I dutifully took my little set of notes, then found derk’s notes, and had that magical feeling that someone had been right here before me. I love that.

I did not realize before I sessioned that this is unprocessed material — so to liu bao what maocha is to puerh. What a revelation and a treat to experience these flavors that transform into that classic betel-medicine profile. Though if this is 10 years old… I suppose it’s some kind of aged, hehe. I don’t know enough to understand what steps stand between this and Liu Bao writ large.

Dry leaf was old books and old fruit leather; steaming gave up baby powder, muscatel, juicy peach?, strawberry. I’ve been tending toward longer steeps lately, and a 30 second wake-up made my first pour the most beautiful. Heady fennel, vanilla, and allllmost cocoa — but not quite — I settled on malt. Gorgeous and ethereal.

> _Data_
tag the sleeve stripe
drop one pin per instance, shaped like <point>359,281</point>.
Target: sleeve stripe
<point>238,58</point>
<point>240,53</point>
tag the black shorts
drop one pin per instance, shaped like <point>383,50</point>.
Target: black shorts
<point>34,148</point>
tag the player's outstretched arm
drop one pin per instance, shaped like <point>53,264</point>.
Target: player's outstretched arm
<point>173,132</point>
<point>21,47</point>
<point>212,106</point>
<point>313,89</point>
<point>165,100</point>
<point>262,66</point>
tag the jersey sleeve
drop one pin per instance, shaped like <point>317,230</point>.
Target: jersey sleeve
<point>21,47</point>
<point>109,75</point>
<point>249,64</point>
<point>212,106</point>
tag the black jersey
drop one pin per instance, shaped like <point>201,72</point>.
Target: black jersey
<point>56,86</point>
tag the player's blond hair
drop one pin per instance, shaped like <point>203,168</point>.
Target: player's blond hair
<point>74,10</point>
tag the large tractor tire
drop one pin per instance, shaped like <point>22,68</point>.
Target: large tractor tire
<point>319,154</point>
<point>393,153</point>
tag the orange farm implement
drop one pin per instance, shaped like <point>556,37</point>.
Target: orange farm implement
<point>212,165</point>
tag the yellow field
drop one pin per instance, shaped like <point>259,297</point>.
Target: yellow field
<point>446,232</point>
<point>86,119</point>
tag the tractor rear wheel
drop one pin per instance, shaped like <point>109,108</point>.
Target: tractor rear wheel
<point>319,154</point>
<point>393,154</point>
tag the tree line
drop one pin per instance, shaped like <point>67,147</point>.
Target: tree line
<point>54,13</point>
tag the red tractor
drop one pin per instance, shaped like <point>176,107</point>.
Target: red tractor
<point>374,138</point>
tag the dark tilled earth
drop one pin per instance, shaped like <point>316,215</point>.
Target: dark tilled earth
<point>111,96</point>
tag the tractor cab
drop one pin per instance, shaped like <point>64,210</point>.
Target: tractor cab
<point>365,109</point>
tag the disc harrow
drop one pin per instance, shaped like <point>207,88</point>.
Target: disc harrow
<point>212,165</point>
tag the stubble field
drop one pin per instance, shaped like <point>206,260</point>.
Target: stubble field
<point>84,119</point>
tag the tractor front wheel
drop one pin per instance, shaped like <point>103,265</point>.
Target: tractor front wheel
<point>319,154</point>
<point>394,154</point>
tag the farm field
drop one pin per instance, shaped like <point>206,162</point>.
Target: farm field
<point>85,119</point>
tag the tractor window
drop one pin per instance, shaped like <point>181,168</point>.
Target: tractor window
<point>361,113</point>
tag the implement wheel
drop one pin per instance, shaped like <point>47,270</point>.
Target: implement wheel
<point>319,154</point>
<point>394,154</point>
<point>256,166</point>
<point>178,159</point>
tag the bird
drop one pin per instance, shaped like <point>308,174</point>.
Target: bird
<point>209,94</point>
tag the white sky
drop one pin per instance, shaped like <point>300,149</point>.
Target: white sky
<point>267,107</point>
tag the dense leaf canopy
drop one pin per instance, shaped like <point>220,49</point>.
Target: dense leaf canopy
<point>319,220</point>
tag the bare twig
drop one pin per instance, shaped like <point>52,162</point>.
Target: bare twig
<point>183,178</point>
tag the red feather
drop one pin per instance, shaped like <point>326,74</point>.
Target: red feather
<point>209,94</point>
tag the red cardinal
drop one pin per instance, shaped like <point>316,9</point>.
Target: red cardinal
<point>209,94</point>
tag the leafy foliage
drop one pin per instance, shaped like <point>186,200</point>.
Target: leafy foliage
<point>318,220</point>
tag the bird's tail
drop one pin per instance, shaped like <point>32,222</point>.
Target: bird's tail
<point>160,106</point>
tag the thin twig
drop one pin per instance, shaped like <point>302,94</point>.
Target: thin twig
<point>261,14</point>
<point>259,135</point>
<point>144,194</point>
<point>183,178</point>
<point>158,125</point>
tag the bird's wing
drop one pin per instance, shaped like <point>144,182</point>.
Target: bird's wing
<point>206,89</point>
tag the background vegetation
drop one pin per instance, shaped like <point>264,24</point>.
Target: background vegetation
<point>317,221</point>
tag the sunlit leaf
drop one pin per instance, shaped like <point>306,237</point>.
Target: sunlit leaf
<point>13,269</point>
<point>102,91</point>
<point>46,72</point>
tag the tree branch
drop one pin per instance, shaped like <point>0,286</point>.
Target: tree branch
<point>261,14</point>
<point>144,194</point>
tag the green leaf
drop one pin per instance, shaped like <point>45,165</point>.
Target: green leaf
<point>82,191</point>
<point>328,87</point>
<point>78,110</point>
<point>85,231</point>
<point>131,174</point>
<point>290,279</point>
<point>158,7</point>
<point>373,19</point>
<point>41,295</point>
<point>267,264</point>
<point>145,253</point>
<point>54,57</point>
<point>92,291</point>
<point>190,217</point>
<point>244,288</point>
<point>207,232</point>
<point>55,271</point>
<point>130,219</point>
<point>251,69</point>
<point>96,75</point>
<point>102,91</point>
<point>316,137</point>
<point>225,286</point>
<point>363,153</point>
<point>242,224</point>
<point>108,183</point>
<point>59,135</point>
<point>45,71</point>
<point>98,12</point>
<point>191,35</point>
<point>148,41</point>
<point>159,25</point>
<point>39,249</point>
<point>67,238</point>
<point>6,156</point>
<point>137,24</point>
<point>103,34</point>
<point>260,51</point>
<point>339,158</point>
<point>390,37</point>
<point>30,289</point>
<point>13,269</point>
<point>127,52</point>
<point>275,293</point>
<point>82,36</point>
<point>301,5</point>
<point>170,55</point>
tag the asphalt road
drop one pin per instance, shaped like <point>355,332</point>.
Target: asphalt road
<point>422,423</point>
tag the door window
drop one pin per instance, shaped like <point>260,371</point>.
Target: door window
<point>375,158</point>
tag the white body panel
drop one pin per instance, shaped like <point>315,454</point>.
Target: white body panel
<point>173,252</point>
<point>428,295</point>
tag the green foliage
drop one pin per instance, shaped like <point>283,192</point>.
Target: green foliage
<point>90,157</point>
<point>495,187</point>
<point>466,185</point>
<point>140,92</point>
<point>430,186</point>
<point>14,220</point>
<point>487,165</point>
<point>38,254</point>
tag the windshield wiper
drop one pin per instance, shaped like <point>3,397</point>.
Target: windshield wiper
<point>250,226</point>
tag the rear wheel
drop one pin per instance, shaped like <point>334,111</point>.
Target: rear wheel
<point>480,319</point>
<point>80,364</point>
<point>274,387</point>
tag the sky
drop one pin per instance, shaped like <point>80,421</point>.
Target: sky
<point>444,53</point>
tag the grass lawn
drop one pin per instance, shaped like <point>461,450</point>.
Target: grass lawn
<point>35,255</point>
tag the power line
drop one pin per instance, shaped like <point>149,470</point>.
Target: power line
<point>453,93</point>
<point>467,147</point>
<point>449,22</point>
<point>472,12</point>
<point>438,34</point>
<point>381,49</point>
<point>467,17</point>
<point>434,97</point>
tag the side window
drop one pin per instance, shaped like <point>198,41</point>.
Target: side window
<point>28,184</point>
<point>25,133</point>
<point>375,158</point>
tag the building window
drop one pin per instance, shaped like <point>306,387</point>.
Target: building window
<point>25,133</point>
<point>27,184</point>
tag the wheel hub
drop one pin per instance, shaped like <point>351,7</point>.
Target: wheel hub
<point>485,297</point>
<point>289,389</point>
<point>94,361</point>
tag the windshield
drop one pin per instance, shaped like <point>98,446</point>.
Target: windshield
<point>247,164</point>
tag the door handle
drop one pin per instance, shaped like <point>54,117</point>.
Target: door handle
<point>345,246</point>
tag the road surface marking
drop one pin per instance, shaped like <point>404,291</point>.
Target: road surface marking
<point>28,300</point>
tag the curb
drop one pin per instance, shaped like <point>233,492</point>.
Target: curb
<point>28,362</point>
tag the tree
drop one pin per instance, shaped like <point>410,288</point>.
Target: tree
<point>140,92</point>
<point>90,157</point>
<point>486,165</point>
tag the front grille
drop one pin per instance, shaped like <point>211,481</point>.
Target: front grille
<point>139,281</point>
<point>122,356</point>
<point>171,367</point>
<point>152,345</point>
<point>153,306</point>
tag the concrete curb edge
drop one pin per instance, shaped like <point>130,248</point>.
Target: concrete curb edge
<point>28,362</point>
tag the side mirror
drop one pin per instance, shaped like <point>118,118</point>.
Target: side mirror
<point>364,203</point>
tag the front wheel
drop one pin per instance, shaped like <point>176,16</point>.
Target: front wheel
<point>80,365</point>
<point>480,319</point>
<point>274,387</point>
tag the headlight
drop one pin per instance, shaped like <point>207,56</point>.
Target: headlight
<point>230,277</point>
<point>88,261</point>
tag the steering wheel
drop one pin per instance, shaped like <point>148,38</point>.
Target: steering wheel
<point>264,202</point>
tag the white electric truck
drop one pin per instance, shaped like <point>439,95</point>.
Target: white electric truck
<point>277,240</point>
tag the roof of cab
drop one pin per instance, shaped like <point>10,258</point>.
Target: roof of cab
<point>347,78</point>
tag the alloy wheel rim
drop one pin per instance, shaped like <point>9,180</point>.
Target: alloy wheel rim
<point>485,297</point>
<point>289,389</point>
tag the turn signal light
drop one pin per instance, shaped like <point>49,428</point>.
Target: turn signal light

> _Requirement_
Quote the liu bao tasting notes between "I did not realize" and "Bao writ large.", inclusive. None of the records are needed for this.

> _Problem solution_
I did not realize before I sessioned that this is unprocessed material — so to liu bao what maocha is to puerh. What a revelation and a treat to experience these flavors that transform into that classic betel-medicine profile. Though if this is 10 years old… I suppose it’s some kind of aged, hehe. I don’t know enough to understand what steps stand between this and Liu Bao writ large.